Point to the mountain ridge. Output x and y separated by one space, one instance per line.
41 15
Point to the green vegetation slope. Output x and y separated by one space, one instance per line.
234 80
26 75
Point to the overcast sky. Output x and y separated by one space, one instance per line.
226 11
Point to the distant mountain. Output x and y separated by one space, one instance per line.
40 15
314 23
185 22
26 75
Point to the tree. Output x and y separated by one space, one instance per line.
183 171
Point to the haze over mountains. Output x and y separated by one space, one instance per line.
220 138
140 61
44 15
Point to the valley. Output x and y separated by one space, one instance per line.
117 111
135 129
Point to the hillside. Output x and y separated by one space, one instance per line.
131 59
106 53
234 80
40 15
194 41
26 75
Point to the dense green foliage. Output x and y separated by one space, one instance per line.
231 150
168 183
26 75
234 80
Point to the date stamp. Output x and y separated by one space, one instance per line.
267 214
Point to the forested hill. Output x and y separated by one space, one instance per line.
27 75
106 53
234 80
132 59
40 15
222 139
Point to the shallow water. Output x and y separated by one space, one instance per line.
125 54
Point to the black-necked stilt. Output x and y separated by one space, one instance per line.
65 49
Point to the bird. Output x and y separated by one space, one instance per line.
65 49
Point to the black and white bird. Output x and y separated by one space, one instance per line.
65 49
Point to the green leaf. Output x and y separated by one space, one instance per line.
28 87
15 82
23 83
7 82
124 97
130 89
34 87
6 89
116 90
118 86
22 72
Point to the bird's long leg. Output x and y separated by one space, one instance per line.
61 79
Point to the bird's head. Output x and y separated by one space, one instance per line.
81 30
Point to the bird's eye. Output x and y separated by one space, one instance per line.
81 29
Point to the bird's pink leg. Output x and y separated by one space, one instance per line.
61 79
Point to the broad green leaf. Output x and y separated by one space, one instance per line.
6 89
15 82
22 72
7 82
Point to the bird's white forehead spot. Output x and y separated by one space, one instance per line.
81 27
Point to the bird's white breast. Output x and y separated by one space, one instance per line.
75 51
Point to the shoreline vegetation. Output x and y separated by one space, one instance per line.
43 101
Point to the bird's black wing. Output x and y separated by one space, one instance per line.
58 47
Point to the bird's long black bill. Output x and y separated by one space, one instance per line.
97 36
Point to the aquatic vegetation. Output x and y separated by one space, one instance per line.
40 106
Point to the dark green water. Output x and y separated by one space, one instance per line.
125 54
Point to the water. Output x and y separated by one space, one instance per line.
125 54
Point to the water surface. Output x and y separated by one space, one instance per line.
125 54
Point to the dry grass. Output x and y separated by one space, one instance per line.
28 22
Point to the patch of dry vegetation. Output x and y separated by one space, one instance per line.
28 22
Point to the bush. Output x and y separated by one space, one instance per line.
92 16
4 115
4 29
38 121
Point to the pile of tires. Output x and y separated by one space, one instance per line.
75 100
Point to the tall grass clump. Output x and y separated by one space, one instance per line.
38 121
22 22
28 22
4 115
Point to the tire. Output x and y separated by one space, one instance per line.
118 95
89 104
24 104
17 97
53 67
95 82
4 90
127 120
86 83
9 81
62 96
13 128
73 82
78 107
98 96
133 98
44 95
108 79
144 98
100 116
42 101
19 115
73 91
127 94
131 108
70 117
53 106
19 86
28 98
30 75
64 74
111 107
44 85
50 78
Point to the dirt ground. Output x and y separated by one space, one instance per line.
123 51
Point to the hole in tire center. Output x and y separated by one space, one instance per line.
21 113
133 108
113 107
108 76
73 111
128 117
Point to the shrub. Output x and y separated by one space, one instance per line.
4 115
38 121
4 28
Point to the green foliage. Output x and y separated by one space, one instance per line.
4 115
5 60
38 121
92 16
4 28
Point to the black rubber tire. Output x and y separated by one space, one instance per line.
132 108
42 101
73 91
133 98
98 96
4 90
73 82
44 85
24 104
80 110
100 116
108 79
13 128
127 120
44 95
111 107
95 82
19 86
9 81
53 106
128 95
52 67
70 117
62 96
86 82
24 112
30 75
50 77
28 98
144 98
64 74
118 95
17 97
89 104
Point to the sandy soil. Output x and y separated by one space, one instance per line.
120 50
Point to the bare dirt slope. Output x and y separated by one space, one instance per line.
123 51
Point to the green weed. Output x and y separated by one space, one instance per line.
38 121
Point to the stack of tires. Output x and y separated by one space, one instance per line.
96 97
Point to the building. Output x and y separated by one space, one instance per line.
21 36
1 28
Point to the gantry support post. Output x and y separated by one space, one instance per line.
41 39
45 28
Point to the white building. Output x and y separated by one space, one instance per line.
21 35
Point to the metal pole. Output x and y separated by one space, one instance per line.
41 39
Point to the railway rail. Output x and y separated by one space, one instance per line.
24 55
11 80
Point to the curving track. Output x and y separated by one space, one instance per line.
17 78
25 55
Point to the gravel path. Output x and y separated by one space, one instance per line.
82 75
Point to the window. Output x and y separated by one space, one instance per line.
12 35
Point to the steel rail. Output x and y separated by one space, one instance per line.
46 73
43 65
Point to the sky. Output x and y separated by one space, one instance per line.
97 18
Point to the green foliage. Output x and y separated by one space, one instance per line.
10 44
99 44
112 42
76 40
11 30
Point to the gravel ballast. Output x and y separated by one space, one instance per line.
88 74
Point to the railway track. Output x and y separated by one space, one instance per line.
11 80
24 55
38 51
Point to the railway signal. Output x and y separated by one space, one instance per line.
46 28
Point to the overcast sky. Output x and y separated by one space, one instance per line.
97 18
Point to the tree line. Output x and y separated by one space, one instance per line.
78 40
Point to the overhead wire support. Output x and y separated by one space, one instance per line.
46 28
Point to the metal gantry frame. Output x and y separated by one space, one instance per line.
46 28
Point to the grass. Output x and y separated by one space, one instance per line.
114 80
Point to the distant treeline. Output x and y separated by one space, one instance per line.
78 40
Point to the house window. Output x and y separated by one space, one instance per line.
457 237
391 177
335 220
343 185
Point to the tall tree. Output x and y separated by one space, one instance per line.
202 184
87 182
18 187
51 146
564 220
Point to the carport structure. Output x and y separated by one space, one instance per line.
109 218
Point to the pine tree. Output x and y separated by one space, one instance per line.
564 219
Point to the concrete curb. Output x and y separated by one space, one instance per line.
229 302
**********
*Problem description*: Copy out the whole listing exactly as written.

*Response to the exercise*:
Point to the mountain ridge. Output x and y separated by one space, one instance per line.
41 15
Point to the green vegetation slope. Output x and y separated by one space, one instance per line.
234 80
26 75
Point to the overcast sky. Output x and y separated by one space, one instance per line.
226 11
Point to the distant mountain. Output x and y separated by one space, one instance per line.
40 15
314 23
185 22
26 75
Point to the tree. Output x and y separated by one space, one instance per line.
183 171
Point to the haze over mountains. Output x and y separated by one space, one instance per line.
220 138
140 61
44 15
Point to the valley. Output x and y separated by one space, one instance per line.
117 111
135 129
Point to the hillside. Output x and y separated by one space, one instance per line.
131 59
106 53
234 80
40 15
194 41
26 75
Point to the dense green foliage. Output x and y separated by one space, one instance per line.
231 150
168 183
26 75
234 80
Point to the date stamp. Output x and y separated by one space, one instance per line.
267 214
Point to the forested hill. Output x and y separated by one space, one instance per line.
27 75
106 53
234 80
132 59
40 15
222 139
Point to the shallow water. Output x and y separated by one space, one instance per line.
125 54
Point to the black-necked stilt. Output x and y separated by one space, one instance per line.
65 49
Point to the bird. Output x and y separated by one space, one instance per line.
65 49
Point to the black and white bird. Output x and y separated by one space, one instance per line.
65 49
Point to the green leaf. Output x and y separated by one space, one instance per line.
28 87
15 82
23 83
7 82
124 97
130 89
34 87
6 89
116 90
118 86
22 72
Point to the bird's long leg. Output x and y separated by one space, one instance per line.
61 79
Point to the bird's head. Output x and y separated by one space, one instance per line.
81 30
Point to the bird's eye. Output x and y separated by one space, one instance per line.
81 29
Point to the bird's pink leg. Output x and y separated by one space, one instance per line.
61 79
Point to the broad green leaf. Output x and y separated by one space, one instance per line.
6 89
15 82
22 72
7 82
Point to the bird's white forehead spot. Output x and y separated by one space, one instance per line.
81 27
Point to the bird's white breast. Output x and y separated by one space, one instance per line.
75 51
Point to the shoreline vegetation. Output x and y separated by one space, one instance per line.
43 101
Point to the bird's black wing. Output x and y separated by one space, one instance per line.
58 47
Point to the bird's long black bill. Output x and y separated by one space, one instance per line.
97 36
Point to the aquatic vegetation. Output x and y separated by one space, one instance per line.
40 106
Point to the dark green water. Output x and y separated by one space, one instance per line.
125 54
Point to the water. Output x and y separated by one space, one instance per line.
125 54
Point to the water surface. Output x and y separated by one space, one instance per line.
125 54
Point to the dry grass. Output x and y separated by one space, one instance per line.
28 22
Point to the patch of dry vegetation. Output x and y separated by one space, one instance per line.
28 22
Point to the bush. Output x and y separated by one space, one instance per line.
92 16
4 115
4 29
38 121
Point to the pile of tires. Output x and y separated by one space, one instance per line.
75 100
Point to the tall grass clump. Output x and y separated by one space, one instance per line.
38 121
22 22
28 22
4 115
Point to the tire. Output x and y separated by one space, one instance per line.
118 95
89 104
24 104
17 97
53 67
95 82
4 90
127 120
86 83
9 81
62 96
13 128
73 82
78 107
98 96
133 98
44 95
108 79
144 98
100 116
42 101
19 115
73 91
127 94
131 108
70 117
53 106
19 86
28 98
30 75
64 74
111 107
44 85
50 78
Point to the dirt ground. Output x and y separated by one space, one instance per line.
123 51
Point to the hole in tire center. Output x and y separated by one space, one instance per line.
21 113
133 108
113 107
108 76
73 111
128 117
Point to the shrub. Output x and y separated by one space, one instance per line.
4 115
38 121
4 28
Point to the green foliage. Output x and y separated by one space, one instance per line.
4 115
5 60
38 121
92 16
4 28
Point to the black rubber tire. Output x and y separated by one space, one instance per line.
132 108
42 101
73 91
133 98
98 96
4 90
73 82
44 85
24 104
80 110
100 116
108 79
13 128
127 120
44 95
111 107
95 82
19 86
9 81
53 106
128 95
52 67
70 117
62 96
86 82
24 112
30 75
50 77
28 98
144 98
64 74
118 95
17 97
89 104
Point to the sandy soil. Output x and y separated by one space, one instance per line.
120 50
Point to the bare dirt slope. Output x and y separated by one space, one instance per line.
123 51
Point to the green weed. Output x and y separated by one space, one instance per line.
38 121
Point to the stack of tires. Output x and y separated by one space, one instance per line.
96 97
Point to the building. Output x and y separated by one space, one instance per line.
21 36
1 28
Point to the gantry support post. Output x and y separated by one space, one instance per line.
41 39
45 28
Point to the white building. Output x and y separated by one space, one instance per line.
21 35
Point to the metal pole. Output x and y separated by one space, one instance per line.
41 39
Point to the railway rail. Output x and y separated by one space, one instance per line.
24 55
11 80
Point to the curving track. Output x and y separated by one space, one instance per line.
17 78
25 55
Point to the gravel path. Output x and y separated by one space, one instance per line.
82 75
Point to the window. Output x and y separated by one space, one instance per line.
12 35
Point to the steel rail. Output x and y separated by one space, one instance per line.
46 73
43 65
Point to the sky. Output x and y separated by one space, one instance per line.
97 18
Point to the green foliage. Output x and y separated by one space, one instance per line.
10 44
99 44
112 42
76 40
11 30
Point to the gravel ballast. Output x and y separated by one space, one instance per line.
88 74
Point to the railway track. Output x and y separated by one space, one instance per line.
11 80
24 55
38 51
Point to the railway signal. Output x and y separated by one space, one instance per line.
46 28
Point to the overcast sky. Output x and y separated by one space, one instance per line.
97 18
Point to the tree line. Output x and y separated by one space, one instance per line.
78 40
Point to the overhead wire support. Output x and y separated by one space, one instance per line.
46 28
Point to the metal gantry frame. Output x and y separated by one space, one instance per line.
46 28
Point to the grass. Output x and y separated by one space, one instance per line.
114 80
Point to the distant treeline. Output x and y separated by one space, one instance per line.
78 40
Point to the house window. Output x and y separated by one space, one instance per line.
457 237
391 177
335 220
343 185
Point to the tall tree. Output x and y separated by one space, one instance per line.
202 184
87 182
18 187
51 146
564 220
Point to the carport structure. Output x and y separated by one space, one instance per line.
109 218
Point to the pine tree. Output x and y separated by one space, one instance per line.
564 219
Point to the concrete curb. Output x and y separated by one space, one instance per line.
229 302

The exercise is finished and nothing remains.